# Directions:
In the records below, render everything from the line containing "Note: locate the green foliage" down to the line containing "pixel 454 629" as a JSON list of strings. Include both end lines, use one string per line, and leave out blank lines.

# Materials provided:
══════════
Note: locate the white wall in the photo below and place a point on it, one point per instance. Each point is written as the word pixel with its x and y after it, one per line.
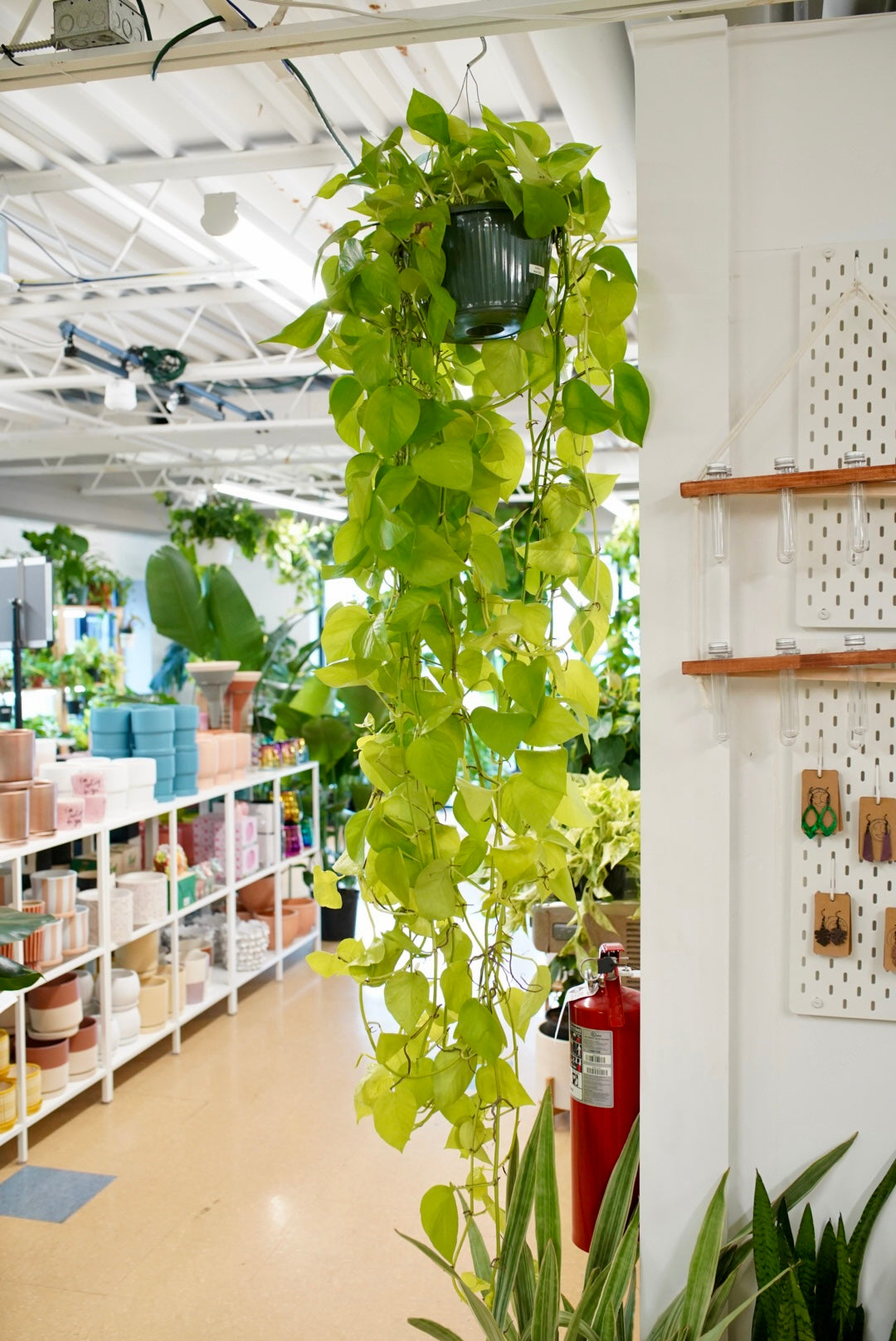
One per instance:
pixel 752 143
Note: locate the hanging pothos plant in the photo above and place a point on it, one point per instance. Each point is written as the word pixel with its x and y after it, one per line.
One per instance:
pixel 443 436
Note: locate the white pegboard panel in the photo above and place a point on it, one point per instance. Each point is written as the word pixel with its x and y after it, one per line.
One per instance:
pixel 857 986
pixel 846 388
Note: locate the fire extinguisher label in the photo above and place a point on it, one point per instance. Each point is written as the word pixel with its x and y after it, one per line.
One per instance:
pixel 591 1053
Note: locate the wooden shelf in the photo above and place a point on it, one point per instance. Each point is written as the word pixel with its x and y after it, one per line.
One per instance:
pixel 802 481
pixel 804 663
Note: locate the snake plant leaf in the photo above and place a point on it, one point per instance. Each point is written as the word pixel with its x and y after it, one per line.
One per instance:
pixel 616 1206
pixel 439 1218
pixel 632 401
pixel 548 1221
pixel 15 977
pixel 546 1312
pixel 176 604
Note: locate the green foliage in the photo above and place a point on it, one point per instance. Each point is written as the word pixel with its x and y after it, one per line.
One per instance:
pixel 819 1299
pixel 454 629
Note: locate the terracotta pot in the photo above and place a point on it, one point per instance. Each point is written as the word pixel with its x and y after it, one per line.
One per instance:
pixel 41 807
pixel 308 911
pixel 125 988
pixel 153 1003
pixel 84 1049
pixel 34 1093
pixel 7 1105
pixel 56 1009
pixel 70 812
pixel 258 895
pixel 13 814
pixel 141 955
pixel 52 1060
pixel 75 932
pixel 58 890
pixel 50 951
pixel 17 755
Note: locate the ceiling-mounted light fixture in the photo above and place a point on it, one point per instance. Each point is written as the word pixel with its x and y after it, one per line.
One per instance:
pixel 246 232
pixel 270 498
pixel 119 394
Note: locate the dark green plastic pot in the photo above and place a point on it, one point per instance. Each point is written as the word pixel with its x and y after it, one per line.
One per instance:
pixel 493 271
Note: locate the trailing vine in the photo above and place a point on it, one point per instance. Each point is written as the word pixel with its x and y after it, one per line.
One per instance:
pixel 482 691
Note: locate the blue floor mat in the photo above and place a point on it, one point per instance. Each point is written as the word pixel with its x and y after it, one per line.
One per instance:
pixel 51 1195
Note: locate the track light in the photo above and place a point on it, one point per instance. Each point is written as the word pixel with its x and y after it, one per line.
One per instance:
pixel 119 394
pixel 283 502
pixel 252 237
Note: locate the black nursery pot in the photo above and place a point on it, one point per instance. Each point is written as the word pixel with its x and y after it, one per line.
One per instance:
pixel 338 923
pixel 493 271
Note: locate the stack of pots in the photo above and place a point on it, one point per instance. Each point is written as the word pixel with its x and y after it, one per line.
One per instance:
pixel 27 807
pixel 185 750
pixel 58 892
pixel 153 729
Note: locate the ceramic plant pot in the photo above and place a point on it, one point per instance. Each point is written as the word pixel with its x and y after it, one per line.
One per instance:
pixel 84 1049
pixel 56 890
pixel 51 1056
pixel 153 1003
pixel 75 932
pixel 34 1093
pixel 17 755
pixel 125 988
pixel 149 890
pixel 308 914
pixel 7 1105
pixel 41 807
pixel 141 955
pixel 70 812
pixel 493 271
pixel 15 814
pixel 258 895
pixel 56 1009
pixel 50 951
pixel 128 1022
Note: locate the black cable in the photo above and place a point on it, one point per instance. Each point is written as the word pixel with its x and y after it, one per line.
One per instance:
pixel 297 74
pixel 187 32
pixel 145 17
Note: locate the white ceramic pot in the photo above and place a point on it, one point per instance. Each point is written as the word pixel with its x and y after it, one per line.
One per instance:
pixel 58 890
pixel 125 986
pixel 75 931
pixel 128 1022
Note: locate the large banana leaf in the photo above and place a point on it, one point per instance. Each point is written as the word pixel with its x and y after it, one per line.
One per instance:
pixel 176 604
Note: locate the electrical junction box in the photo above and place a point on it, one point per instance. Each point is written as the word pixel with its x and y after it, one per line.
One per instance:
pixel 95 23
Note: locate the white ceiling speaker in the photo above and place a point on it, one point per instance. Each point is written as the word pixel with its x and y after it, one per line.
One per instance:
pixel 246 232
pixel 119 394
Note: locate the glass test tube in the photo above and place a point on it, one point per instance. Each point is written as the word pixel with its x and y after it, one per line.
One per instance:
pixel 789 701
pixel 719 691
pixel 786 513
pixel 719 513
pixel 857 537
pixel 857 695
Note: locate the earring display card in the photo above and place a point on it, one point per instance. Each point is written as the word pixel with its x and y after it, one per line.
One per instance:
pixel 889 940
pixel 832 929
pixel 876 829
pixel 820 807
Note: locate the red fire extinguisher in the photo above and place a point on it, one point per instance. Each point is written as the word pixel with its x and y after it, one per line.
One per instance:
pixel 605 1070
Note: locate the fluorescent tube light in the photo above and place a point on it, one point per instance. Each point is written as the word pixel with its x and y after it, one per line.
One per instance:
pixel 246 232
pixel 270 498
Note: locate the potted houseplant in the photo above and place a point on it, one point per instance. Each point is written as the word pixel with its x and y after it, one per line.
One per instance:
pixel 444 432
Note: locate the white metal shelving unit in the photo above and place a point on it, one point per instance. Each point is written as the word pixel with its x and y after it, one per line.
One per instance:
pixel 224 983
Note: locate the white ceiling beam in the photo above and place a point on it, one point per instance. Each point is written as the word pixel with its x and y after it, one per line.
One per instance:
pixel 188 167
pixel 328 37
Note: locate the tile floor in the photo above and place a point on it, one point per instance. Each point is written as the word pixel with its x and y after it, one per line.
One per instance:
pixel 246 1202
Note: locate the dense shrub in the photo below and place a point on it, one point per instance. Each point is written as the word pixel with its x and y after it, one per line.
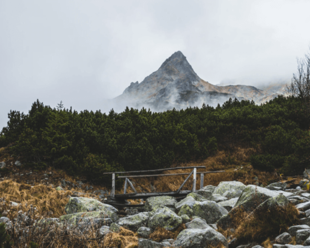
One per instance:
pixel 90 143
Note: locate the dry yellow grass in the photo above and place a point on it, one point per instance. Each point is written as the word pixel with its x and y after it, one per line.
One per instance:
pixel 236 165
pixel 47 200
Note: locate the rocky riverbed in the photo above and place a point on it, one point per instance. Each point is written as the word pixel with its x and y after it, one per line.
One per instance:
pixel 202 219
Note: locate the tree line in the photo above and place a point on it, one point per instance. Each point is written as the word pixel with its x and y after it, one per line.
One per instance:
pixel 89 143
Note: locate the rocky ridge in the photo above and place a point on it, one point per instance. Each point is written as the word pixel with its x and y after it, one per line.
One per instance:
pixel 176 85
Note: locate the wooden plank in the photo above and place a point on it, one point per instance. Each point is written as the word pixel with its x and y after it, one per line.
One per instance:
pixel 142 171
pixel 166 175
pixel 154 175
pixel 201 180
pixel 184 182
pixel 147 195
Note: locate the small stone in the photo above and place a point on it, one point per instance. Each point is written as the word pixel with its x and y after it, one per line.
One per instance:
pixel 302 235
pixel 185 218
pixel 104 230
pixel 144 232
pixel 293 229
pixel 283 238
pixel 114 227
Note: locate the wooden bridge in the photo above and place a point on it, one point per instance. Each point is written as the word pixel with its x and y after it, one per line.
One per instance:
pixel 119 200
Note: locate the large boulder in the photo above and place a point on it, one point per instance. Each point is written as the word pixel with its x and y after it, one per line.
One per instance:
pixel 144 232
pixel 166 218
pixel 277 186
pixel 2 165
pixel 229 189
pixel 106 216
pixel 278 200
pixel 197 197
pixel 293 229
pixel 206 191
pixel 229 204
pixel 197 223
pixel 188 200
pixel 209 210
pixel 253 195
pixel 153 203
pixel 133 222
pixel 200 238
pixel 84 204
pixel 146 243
══════════
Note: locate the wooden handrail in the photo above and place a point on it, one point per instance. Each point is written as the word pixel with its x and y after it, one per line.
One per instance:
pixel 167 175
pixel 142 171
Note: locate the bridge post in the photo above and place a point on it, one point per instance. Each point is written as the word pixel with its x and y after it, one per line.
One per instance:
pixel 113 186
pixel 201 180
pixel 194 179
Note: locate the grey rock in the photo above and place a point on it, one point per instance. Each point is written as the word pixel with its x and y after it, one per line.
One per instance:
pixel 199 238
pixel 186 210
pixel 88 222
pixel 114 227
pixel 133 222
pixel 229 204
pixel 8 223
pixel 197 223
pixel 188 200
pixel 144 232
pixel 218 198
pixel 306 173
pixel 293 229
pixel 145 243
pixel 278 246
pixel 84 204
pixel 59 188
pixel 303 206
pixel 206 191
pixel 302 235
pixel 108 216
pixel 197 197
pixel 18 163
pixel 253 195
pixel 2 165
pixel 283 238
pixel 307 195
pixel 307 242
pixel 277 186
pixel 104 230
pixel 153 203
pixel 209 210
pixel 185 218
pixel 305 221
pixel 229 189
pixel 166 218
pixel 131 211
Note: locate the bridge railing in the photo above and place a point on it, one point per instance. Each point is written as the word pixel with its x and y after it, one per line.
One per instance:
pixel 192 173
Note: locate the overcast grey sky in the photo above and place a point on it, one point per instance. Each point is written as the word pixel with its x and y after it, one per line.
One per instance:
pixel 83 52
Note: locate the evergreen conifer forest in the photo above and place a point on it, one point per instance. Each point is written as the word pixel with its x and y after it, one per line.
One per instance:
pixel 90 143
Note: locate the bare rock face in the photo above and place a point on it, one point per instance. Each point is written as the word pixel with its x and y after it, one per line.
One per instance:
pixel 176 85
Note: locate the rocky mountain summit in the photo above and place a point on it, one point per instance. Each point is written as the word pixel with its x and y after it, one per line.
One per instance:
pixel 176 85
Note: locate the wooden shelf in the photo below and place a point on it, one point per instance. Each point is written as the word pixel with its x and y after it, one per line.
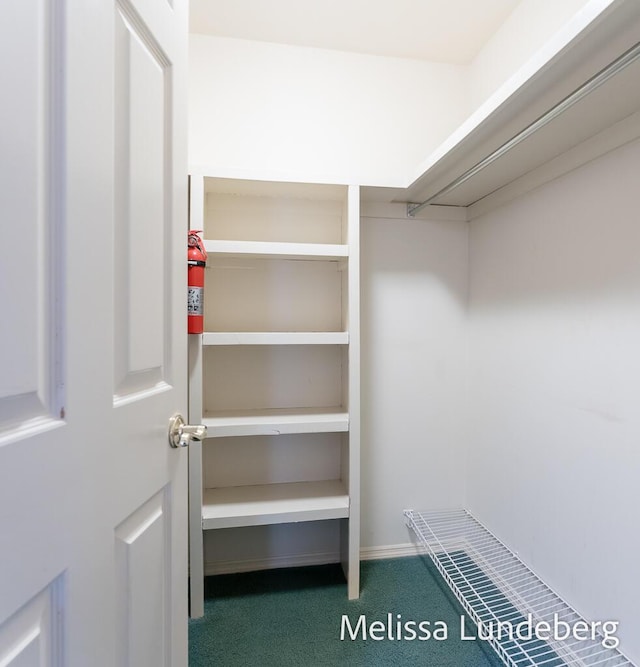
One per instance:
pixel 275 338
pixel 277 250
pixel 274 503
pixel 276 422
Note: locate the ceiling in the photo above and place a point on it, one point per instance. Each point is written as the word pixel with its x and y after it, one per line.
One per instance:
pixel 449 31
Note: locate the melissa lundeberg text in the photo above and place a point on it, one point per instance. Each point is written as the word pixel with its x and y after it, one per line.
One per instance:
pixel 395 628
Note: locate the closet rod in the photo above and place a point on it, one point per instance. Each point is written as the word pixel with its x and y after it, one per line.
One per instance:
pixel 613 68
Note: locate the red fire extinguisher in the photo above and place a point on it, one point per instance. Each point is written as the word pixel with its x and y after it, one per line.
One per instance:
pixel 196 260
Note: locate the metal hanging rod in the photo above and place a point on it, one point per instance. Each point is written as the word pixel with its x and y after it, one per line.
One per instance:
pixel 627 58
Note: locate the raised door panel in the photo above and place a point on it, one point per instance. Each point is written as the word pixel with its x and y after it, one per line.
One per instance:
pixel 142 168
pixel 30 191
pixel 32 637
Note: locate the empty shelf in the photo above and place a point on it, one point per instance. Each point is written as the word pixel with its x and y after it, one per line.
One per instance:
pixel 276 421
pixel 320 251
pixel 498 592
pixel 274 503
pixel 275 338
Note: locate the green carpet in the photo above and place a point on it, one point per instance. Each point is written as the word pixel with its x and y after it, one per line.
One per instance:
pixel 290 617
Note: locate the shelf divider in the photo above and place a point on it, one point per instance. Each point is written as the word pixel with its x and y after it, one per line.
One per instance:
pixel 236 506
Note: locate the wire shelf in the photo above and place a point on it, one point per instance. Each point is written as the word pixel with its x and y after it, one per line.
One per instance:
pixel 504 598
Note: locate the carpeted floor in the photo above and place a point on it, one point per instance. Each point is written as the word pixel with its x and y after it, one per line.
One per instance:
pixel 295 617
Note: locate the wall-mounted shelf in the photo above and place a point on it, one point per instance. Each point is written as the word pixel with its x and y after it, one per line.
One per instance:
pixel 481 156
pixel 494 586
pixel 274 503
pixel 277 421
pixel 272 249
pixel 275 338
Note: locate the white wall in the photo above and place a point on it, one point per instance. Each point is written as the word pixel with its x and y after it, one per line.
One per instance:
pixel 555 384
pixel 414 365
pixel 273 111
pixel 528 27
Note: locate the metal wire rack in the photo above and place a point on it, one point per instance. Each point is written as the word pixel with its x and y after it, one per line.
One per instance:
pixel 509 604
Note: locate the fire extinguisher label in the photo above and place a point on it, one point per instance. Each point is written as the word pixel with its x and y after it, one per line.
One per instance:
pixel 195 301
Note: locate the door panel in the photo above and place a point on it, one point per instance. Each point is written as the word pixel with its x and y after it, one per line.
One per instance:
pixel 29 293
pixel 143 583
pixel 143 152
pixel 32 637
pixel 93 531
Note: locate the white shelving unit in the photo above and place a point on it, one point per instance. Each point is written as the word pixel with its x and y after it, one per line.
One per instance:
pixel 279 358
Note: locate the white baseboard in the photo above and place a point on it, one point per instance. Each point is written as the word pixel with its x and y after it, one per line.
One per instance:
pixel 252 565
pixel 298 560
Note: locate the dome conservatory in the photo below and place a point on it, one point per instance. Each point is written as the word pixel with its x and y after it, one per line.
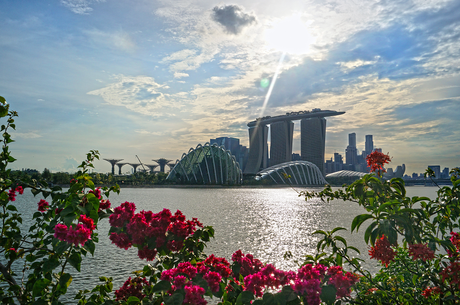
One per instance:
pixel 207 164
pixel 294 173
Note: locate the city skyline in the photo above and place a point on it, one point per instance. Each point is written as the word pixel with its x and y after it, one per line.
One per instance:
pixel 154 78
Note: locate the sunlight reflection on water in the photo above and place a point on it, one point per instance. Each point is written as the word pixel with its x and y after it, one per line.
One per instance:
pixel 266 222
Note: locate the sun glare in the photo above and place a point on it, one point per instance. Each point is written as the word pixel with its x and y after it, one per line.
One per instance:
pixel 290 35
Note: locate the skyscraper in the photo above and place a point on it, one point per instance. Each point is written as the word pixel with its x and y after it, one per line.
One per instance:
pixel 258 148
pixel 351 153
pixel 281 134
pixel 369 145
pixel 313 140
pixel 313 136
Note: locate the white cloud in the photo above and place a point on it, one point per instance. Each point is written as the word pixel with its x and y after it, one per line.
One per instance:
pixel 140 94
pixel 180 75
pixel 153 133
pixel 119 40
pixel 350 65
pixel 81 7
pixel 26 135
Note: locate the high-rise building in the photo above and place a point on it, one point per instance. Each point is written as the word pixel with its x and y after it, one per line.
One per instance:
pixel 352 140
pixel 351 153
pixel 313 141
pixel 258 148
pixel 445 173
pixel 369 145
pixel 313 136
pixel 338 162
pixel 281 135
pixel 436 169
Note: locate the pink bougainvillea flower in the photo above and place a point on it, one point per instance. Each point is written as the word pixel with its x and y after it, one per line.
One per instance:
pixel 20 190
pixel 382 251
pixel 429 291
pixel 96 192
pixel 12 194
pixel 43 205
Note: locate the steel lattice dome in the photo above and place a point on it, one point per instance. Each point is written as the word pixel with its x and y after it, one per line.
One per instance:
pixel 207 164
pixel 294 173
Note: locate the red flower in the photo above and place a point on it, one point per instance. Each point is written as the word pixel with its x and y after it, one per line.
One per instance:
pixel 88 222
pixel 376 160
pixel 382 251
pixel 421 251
══════════
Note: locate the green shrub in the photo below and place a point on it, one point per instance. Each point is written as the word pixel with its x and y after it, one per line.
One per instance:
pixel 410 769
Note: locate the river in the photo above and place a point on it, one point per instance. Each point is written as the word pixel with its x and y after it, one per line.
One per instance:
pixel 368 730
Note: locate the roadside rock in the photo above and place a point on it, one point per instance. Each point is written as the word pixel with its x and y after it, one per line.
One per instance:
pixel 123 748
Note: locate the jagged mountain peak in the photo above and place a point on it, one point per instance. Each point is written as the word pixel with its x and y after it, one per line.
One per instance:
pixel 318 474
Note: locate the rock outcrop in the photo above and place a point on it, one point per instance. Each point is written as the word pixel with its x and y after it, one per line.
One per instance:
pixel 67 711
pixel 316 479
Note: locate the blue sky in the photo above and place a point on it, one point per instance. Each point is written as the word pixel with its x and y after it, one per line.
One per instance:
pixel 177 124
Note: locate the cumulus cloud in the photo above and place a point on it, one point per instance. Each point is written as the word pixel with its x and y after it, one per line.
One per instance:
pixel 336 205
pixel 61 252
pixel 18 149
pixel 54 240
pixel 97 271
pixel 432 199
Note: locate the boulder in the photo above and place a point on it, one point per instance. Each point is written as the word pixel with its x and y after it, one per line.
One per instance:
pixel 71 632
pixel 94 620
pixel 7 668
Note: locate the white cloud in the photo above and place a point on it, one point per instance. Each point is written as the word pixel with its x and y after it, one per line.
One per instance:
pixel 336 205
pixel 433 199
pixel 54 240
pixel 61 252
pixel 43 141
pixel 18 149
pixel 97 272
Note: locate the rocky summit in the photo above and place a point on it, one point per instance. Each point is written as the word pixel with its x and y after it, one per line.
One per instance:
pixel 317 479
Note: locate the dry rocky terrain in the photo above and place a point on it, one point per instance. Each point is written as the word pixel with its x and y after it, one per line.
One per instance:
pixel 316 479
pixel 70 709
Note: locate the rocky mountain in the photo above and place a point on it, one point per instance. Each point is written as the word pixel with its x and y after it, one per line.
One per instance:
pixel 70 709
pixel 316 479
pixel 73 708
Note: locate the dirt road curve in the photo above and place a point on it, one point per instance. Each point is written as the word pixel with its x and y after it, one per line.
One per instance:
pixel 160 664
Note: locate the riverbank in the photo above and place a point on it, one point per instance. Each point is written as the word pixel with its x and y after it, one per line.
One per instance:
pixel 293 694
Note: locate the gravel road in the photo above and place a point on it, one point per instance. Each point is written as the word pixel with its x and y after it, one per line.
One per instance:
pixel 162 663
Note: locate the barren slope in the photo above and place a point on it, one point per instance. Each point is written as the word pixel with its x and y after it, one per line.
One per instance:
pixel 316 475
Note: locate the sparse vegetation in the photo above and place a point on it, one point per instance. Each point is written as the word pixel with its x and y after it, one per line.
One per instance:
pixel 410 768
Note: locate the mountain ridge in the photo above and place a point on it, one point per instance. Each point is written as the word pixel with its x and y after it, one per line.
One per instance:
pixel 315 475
══════════
# Exercise solution:
[
  "Note: locate the green foliage in the photo above and place a point on it, one point per instance. Each point is written as the word pixel with its x and y after it, one per line.",
  "One per instance:",
  "pixel 819 1299",
  "pixel 454 629"
]